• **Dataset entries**
= = = = =

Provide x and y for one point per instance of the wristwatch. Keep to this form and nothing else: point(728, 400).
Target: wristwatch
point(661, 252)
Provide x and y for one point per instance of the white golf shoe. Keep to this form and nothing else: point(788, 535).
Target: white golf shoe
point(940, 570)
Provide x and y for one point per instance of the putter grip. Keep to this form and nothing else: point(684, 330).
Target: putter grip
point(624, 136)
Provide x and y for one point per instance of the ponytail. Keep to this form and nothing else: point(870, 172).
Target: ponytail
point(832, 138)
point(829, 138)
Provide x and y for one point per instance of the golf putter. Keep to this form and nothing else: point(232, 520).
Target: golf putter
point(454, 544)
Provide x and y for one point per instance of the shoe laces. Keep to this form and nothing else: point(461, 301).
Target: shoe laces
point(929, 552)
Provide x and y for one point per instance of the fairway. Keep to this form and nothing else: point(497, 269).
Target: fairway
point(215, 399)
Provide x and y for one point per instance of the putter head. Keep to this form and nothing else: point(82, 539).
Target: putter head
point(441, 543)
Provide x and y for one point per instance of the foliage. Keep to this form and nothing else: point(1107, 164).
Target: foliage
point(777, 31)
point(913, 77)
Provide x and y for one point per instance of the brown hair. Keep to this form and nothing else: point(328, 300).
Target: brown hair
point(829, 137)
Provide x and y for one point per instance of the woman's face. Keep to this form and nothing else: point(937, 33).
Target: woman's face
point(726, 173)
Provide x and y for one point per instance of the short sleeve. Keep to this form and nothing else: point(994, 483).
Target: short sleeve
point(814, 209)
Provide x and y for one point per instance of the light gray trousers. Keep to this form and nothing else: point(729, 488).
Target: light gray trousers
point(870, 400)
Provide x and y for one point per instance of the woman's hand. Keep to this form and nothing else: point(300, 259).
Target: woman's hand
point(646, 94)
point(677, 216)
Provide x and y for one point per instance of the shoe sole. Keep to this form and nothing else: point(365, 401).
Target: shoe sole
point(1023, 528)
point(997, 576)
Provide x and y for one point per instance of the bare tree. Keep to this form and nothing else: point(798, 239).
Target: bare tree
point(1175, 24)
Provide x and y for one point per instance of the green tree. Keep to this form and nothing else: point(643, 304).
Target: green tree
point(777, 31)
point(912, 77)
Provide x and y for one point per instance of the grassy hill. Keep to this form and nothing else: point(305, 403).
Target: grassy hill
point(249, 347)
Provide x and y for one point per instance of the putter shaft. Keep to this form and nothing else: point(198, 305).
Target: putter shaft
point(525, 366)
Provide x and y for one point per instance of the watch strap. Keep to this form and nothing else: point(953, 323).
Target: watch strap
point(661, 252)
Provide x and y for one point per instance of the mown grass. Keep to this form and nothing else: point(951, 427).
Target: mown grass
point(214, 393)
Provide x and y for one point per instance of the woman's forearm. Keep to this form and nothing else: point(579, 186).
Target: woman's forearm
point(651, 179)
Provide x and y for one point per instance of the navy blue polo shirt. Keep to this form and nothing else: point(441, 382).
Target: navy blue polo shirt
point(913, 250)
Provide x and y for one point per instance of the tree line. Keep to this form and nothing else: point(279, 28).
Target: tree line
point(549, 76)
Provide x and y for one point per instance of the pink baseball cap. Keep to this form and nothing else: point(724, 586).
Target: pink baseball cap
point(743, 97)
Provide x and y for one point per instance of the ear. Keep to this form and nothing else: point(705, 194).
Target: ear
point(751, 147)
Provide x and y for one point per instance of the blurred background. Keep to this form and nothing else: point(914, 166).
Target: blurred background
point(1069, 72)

= = = = =

• **Work order**
Repeat every record exactly as written, please.

• **Output of the exercise**
Provide x and y for one point per instance of the wristwatch. Keep to this form and nothing else: point(728, 400).
Target: wristwatch
point(661, 252)
Provide x and y for one point per instance of the white golf shoe. Keep to this form and nothing else: point(788, 535).
Target: white golf shoe
point(940, 570)
Provide x and y for one point per instance of the putter grip. Keep to this form and nothing else: point(684, 330).
Target: putter grip
point(624, 136)
Provide x and y for one point per instance of the ponytail. Keep to this form and nothing else: point(870, 172).
Target: ponytail
point(832, 138)
point(829, 138)
Provide x and y for one point per instance of the golf putter. Keep to this form and nothing else: point(232, 520).
Target: golf putter
point(454, 544)
Provide x and y for one point per instance of the shoe laces. Keep to this form and nothing else: point(461, 301).
Target: shoe laces
point(929, 552)
Provide x and y for one point per instance of the fairway. Keep to this form and nothing else: point(497, 269).
Target: fairway
point(215, 399)
Provide x and y for one point per instance of the putter head. Keep to this form and nothing else: point(82, 539).
Target: putter head
point(441, 543)
Provide x and y for one point per instance of the foliage. Keep to this form and nothing else: point(1107, 164).
Target: foliage
point(777, 31)
point(913, 77)
Provide x and y for one point per instance of the brown hair. Keep to this form and nothing else: point(328, 300).
Target: brown hair
point(829, 137)
Provide x and y for one point per instance of the woman's face. Keep to this form and nothing else: point(937, 33).
Target: woman's face
point(726, 173)
Provide x and y for one point per instance of the short sleeve. Keep to this form and nothing else: point(994, 483).
Target: short sleeve
point(814, 209)
Provide x and y for one point per instance of the light gray trousers. Keep to this form and nothing else: point(729, 488).
Target: light gray trousers
point(870, 400)
Provide x and y for one point per instance of the woman's hand. Keep to this form and nothing else: point(300, 259).
Target: woman's hand
point(646, 94)
point(677, 216)
Provide x and y for one point per instance of the shoe sole. Keep to this form and nothing else: point(365, 401).
Target: shoe sole
point(1023, 528)
point(997, 576)
Provide x and y for one point per instance of the bare tree. Keep to this form and nothing else: point(798, 239).
Target: bare tree
point(1175, 24)
Provide x and y for one point per instance of the green tree. Keep to this form and nothing else: point(643, 304).
Target: green tree
point(777, 31)
point(912, 77)
Provide x and y for one point per instance of the grassy hill. Keep to this form and nothing else: point(305, 403).
Target: grassy hill
point(249, 347)
Provide x and y for one point per instance of the putter shaft. Keep to this form and nothing else: point(198, 305).
Target: putter shaft
point(525, 366)
Provide x and y for one point per instance of the watch strap. Keep to this form and nothing else: point(953, 323).
Target: watch strap
point(661, 252)
Provide x and y for one point per instance of the mown grass. Keep to this form and nothing else: point(951, 427).
Target: mown grass
point(214, 393)
Provide x and y for one point per instance of the woman's forearm. Keep to this form and nothing else: point(579, 186).
Target: woman's forearm
point(651, 179)
Provide x and y for one point per instance of the navy blue polo shirt. Keep to this form and nothing else: point(441, 382).
Target: navy blue polo shirt
point(913, 250)
Provide x and y for one point per instance of the tree line. Keep to this form and nothing else: point(279, 28).
Target: tree line
point(549, 76)
Provide x and y for one point per instance of the pink baseball cap. Keep to this form and nothing else: point(724, 586).
Target: pink baseball cap
point(743, 97)
Provide x and y for one point per instance of the ear. Keep to this form and nothing else: point(705, 194).
Target: ear
point(751, 147)
Provide x and y for one point per instance of the blurred background. Keep to this form and nothing else: point(914, 166).
Target: blurred background
point(1069, 72)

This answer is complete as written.